▶ [Source]
■ ■ ■ ■

Quelque, tout et même

Mais quelle mouche a bien pu piquer notre examinateur d’un jour pour qu’il aille ainsi torturer le chaland à propos de quelque, de tout et de même ? Ne cherchez pas : statistiquement parlant, ces trois-là sont, dans notre vie de tous les jours, à l’origine de très nombreuses fautes et ce, pour une raison bien simple : ce sont des termes protées, qui changent de catégorie grammaticale plus souvent que de chemise ! Tenez, pour ne parler que de tout... Voilà un mot qui s’offre le luxe d’être tour à tour adjectif (qualificatif ou indéfini), adverbe, pronom et même nom, puisque l’on parle fort bien d’« un tout » pour désigner un ensemble et que ce tout-là fera au pluriel touts, si étonnant que cela puisse paraître de prime abord. On comprendra sans peine que son orthographe soit fonction de ses différents statuts... et c’est d’ailleurs une bonne chose car voilà qui nous permet à nous, destinataires, de mieux comprendre le message qui nous est adressé. Ce n’est pas la même chose, par exemple, de s’entendre dire que « ces pages sont tout arrachées » ou qu’elles sont « toutes arrachées ». Dans le premier cas, celui où tout, adverbe, reste invariable, il est question de pages entièrement arrachées, sur toute leur longueur ; dans le second cas, celui où tout, adjectif, varie, on veut bien plutôt signifier, sans préjuger de la gravité du dommage, que pas une page du recueil n’a été épargnée. Autre distinguo, plus polisson celui-là : supposez, monsieur, qu’une femme charmante vous dise : « Je suis tout(e) à vous ». Avant de triompher intérieurement et de vous dire que c’est arrivé, faites-vous préciser (car la liaison, à l’oral, ne vous permet pas de trancher) la façon dont elle écrit ça. Si c’est tout, il ne s’agit là que d’une banale formule de politesse que, probablement, elle « sert » à chacun de ses invités. Qu’en revanche elle se fende d’un toute et vous avez, comme dirait le Michel Blanc des Bronzés, de bonnes chances de... conclure car c’est en principe la passion qui s’exprime là toute pure ! Cela dit, soyez tout de même prudent : il n’est pas du tout sûr que la dame en question maîtrise elle-même la règle et soit à même de donner dans de telles subtilités... Mais, pour vous comme pour elle, ce sera chose faite sous peu, le temps d’assister à la scène, pour le moins animée, qui suit. À tout à l’heure... ?

 

Nous osons espérer que, dans sa volonté de vous mettre au courant, l’électricien ne vous aura pas fait disjoncter ! Aussi bien, et quand tous les cas de figure n’auraient pu, naturellement, être ici abordés, l’essentiel tient finalement en peu de mots : quelque, tout et même varient quand ils sont adjectifs, restent invariables chaque fois qu’ils sont adverbes.

En voulez-vous quelques exemples supplémentaires ? Si vous souhaitez préciser que « vous avez parcouru à bicyclette quelques kilomètres », vous écrirez quelques sans vous poser de questions et vous aurez raison, ce quelques étant ici un adjectif indéfini qui signifie « un certain nombre de ». Mais qu’il s’agisse de dire à présent que « vous avez parcouru à bicyclette quelque trente kilomètres » et tout change : ce quelque-là est l’adverbe qui signifie « approximativement, à peu près, environ ». Il conviendra donc de le laisser invariable et de l’écrire sans « s » !

■ ■ ■ ■

▶ [Consignes]
**A.** D'après le texte sur quelque, tout et même, que signifie « quelque » dans « quelque trente kilomètres » ?
**B.** Restituez sans rien y changer le passage du texte sur quelque, tout et même qui commence à « Nous osons espérer » et se termine à « qu’ils sont adverbes. ».

■ ■ ■ ■

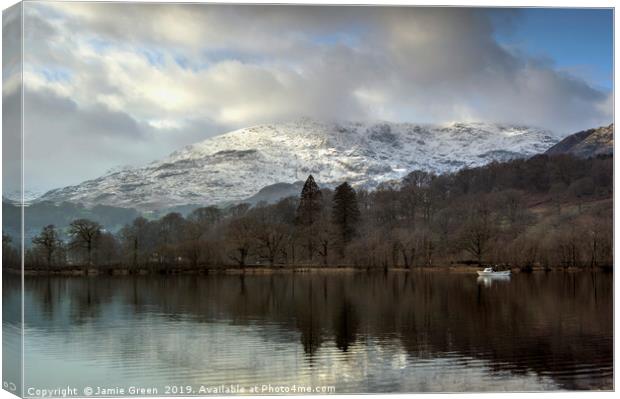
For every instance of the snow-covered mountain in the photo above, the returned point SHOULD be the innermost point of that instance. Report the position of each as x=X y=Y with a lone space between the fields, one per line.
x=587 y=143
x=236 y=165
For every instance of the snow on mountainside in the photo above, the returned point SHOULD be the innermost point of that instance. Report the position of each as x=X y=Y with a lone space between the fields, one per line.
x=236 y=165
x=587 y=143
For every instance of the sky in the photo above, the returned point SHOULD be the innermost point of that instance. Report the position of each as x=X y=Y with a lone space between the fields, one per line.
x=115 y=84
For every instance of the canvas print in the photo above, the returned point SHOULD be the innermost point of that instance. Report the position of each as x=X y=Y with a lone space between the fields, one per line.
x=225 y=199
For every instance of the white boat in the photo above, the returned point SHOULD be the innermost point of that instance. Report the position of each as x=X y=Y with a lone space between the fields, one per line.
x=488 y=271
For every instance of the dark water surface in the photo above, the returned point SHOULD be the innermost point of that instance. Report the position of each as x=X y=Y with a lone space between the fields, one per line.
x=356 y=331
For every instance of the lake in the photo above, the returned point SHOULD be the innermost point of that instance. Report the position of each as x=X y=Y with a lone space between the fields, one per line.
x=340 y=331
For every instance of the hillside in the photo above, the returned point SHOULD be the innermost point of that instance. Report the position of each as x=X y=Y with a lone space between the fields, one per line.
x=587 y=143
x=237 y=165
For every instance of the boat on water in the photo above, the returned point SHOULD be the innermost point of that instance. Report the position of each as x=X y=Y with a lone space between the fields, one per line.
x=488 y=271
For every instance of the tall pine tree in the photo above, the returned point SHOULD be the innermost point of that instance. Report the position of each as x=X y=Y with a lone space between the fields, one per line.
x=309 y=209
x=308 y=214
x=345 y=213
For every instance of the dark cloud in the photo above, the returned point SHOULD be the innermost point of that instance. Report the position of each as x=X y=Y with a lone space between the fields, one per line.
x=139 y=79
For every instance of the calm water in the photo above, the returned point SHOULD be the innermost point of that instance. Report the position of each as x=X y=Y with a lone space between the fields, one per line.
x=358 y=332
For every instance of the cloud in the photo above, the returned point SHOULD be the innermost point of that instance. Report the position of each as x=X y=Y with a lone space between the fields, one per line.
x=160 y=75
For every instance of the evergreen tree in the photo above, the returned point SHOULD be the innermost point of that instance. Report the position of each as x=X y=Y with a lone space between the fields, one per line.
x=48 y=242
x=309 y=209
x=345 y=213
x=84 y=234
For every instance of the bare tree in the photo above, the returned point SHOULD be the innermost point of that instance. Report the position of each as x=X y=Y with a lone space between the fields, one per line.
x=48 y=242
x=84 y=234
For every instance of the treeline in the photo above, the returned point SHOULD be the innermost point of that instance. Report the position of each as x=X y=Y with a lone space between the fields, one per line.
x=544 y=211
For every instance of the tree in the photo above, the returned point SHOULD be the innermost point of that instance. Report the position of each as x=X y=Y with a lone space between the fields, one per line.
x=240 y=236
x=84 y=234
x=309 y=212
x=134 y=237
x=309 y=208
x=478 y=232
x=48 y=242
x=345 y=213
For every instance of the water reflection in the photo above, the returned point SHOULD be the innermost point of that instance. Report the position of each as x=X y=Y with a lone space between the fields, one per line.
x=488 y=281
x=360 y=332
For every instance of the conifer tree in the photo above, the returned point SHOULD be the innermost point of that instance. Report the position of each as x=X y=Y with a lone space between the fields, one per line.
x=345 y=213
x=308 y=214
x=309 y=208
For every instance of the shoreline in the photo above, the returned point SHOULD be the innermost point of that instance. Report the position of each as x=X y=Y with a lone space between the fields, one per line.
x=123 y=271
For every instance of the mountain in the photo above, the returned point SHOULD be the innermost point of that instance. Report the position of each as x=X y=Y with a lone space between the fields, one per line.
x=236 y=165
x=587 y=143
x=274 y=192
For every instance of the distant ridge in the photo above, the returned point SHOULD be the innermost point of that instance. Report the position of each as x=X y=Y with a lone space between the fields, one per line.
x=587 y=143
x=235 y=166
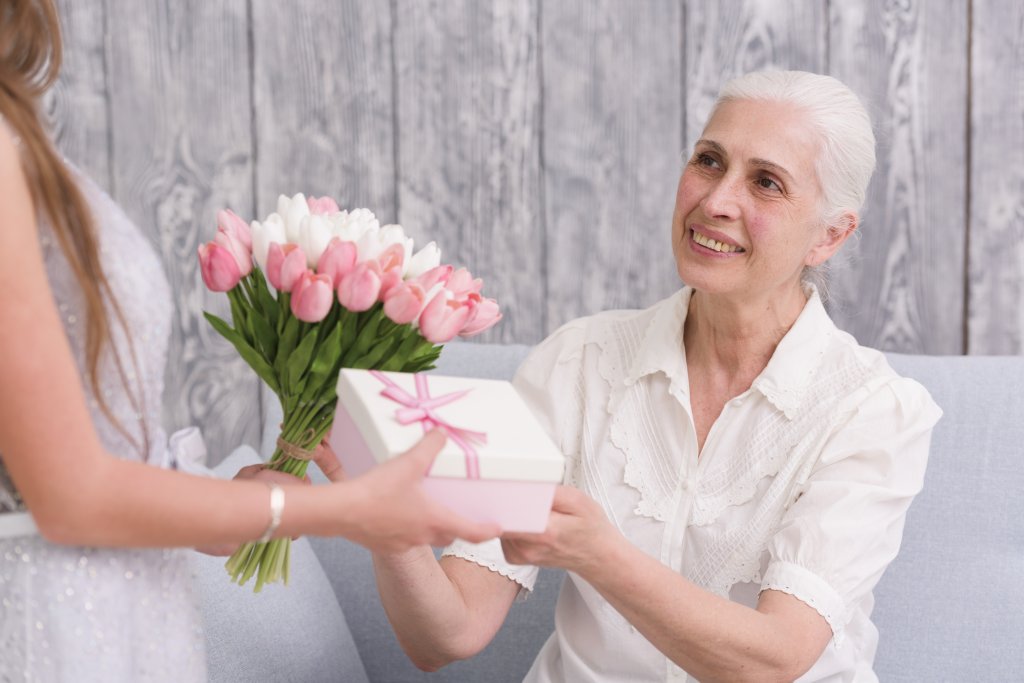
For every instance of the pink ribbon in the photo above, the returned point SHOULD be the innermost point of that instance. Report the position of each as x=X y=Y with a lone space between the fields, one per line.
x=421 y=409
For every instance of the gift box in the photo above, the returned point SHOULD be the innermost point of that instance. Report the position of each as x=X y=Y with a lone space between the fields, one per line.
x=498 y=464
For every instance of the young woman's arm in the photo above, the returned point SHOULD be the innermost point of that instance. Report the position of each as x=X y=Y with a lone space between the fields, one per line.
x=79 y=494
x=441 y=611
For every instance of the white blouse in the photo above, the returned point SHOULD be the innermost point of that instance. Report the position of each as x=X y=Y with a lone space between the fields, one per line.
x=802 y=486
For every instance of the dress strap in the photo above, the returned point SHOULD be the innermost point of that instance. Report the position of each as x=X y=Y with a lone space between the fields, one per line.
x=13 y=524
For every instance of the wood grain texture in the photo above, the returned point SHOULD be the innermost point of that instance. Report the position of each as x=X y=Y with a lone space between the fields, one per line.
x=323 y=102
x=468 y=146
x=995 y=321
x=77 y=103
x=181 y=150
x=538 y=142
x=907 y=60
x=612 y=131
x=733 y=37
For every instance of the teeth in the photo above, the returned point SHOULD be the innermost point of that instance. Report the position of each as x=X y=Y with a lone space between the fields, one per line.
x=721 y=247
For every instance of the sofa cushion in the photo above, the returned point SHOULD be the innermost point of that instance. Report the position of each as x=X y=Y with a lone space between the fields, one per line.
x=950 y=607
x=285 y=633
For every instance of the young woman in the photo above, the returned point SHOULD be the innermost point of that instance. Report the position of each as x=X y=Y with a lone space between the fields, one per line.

■ ■ ■ ■

▶ [Réponses fournies]
**A.** Il signifie « approximativement, à peu près, environ ».

**B.**
Nous osons espérer que, dans sa volonté de vous mettre au courant, l’électricien ne vous aura pas fait disjoncter ! Aussi bien, et quand tous les cas de figure n’auraient pu, naturellement, être ici abordés, l’essentiel tient finalement en peu de mots : quelque, tout et même varient quand ils sont adjectifs, restent invariables chaque fois qu’ils sont adverbes.